___ Raw data

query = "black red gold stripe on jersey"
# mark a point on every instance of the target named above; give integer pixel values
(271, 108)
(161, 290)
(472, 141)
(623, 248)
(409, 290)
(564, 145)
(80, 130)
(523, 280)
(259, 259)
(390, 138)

______

* Aim of the task *
Reproduce every line of the material above exactly.

* Complete response *
query = "black red gold stripe on jersey"
# mark a point on every instance of the target named above; give integer pixel values
(271, 108)
(161, 290)
(472, 141)
(623, 248)
(409, 290)
(564, 145)
(80, 130)
(523, 280)
(259, 259)
(390, 138)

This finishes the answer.